→ Exercise brief:
Each and every line of the data must appear exactly as given.

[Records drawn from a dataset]
================
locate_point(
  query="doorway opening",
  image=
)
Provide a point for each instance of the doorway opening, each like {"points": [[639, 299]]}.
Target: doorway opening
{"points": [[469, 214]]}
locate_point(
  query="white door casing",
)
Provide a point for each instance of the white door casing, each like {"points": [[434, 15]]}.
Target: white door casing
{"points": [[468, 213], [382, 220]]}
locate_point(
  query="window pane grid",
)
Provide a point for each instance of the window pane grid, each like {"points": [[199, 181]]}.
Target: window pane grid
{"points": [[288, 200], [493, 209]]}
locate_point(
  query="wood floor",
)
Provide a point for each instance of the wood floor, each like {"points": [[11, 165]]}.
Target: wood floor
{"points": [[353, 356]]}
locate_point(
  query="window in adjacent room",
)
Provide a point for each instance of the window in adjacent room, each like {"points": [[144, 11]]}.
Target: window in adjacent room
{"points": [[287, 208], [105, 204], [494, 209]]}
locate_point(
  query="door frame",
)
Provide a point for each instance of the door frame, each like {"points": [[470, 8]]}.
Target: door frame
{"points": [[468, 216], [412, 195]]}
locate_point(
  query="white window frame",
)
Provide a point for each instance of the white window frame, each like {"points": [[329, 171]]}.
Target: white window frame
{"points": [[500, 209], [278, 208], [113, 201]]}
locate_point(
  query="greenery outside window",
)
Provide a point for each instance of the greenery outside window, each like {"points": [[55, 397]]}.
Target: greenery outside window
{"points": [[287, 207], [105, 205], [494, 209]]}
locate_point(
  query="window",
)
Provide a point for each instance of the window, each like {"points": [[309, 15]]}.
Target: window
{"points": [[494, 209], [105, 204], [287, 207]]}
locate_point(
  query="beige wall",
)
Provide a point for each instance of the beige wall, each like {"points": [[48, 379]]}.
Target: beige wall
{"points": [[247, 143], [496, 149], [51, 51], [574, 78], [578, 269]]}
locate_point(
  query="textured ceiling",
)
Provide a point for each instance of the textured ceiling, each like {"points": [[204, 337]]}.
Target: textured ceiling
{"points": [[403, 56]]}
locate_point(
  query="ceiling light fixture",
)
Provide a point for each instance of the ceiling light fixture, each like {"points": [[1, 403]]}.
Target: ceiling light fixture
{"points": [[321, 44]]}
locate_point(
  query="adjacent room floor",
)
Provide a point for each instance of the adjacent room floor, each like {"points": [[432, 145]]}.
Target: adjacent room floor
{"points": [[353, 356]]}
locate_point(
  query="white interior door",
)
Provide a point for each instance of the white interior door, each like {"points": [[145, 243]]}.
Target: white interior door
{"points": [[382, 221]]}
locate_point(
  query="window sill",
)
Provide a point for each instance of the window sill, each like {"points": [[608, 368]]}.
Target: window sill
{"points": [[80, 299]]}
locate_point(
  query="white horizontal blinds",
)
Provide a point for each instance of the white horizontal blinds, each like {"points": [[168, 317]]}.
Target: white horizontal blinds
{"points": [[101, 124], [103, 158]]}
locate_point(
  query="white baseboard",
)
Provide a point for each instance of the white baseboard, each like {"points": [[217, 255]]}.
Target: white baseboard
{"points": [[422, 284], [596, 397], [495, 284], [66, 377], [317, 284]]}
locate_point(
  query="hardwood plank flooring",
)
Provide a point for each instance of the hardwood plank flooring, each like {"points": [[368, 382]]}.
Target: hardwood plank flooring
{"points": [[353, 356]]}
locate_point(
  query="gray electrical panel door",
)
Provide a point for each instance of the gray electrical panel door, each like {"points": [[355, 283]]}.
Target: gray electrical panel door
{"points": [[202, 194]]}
================
→ Task response:
locate_point(
  query="doorway opening",
  image=
)
Provide a point for each instance of the doorway opening, each like {"points": [[639, 299]]}.
Target: doorway opening
{"points": [[469, 214]]}
locate_point(
  query="white door casing",
)
Provide a point for each instance of the white door casing, each like {"points": [[434, 15]]}.
Target: white door casing
{"points": [[468, 213], [382, 220]]}
locate_point(
  query="window pane grid",
)
Provide a point for each instance of the window pane grid, each like {"points": [[199, 181]]}.
Target: window pane grid
{"points": [[288, 200], [493, 209]]}
locate_point(
  query="wood floor",
)
Provide a point for each instance of the wood floor, each like {"points": [[11, 165]]}.
Target: wood floor
{"points": [[353, 356]]}
locate_point(
  query="window in adjacent room",
)
Provide a point for each instance of the window in adjacent room, each like {"points": [[144, 11]]}.
Target: window in adjacent room
{"points": [[287, 208], [105, 204], [494, 209]]}
locate_point(
  query="door frame",
)
Provide a point for each instance of the door frame, each like {"points": [[470, 8]]}.
Target: door frame
{"points": [[468, 216], [412, 195]]}
locate_point(
  query="white window frame",
)
Provide a point for each instance of the white window frame, each like {"points": [[329, 171]]}.
Target: white window frame
{"points": [[500, 209], [278, 208], [113, 201]]}
locate_point(
  query="greenery outside window",
)
Provide a point for each instance of the greenery outside window, each like {"points": [[55, 397]]}.
Target: greenery outside window
{"points": [[287, 207], [105, 205], [494, 209]]}
locate_point(
  query="window",
)
Provide a point for each instance of the window, each like {"points": [[309, 15]]}.
Target: window
{"points": [[494, 209], [105, 204], [287, 207]]}
locate_point(
  query="beige wall",
)
Provide a point for each instance of the beige wall, each like {"points": [[48, 379]]}.
Target: beige wall
{"points": [[247, 143], [496, 149], [51, 51], [574, 78], [578, 269]]}
locate_point(
  query="textured ceiling",
)
Provide a point for each instance of the textured ceiling, each like {"points": [[204, 337]]}.
Target: textured ceiling
{"points": [[403, 56]]}
locate_point(
  query="ceiling light fixture",
)
Provide a point for each instance of the ceiling light fixture, each like {"points": [[1, 403]]}.
Target: ceiling light fixture
{"points": [[321, 44]]}
locate_point(
  query="adjacent room floor",
)
Provide a point for each instance of the adjacent room floor, each like {"points": [[432, 145]]}.
Target: adjacent room floor
{"points": [[353, 356]]}
locate_point(
  query="white interior door",
)
Provide a point for each instance of the white interior door, each like {"points": [[145, 243]]}.
Target: white interior door
{"points": [[382, 221]]}
locate_point(
  query="window sill",
)
Provide a point for each instance of the window sill, each like {"points": [[608, 368]]}.
Target: window sill
{"points": [[80, 299]]}
locate_point(
  query="white horizontal blinds",
)
Provide a point for each instance of the white horizontal blinds, each like {"points": [[168, 317]]}.
Target: white horizontal blinds
{"points": [[101, 124], [103, 158]]}
locate_point(
  query="white baseboard",
)
Provide a point for each instance of the white baseboard, each like {"points": [[217, 255]]}.
Target: white baseboard
{"points": [[422, 284], [596, 397], [495, 284], [66, 377], [317, 284]]}
locate_point(
  query="hardwood plank flooring",
)
Provide a point for each instance of the hardwood plank flooring, each like {"points": [[368, 382]]}.
Target: hardwood plank flooring
{"points": [[353, 356]]}
locate_point(
  query="gray electrical panel door",
)
Provide a point for each instance of the gray electrical panel door, each like {"points": [[355, 283]]}.
Target: gray electrical panel door
{"points": [[202, 194]]}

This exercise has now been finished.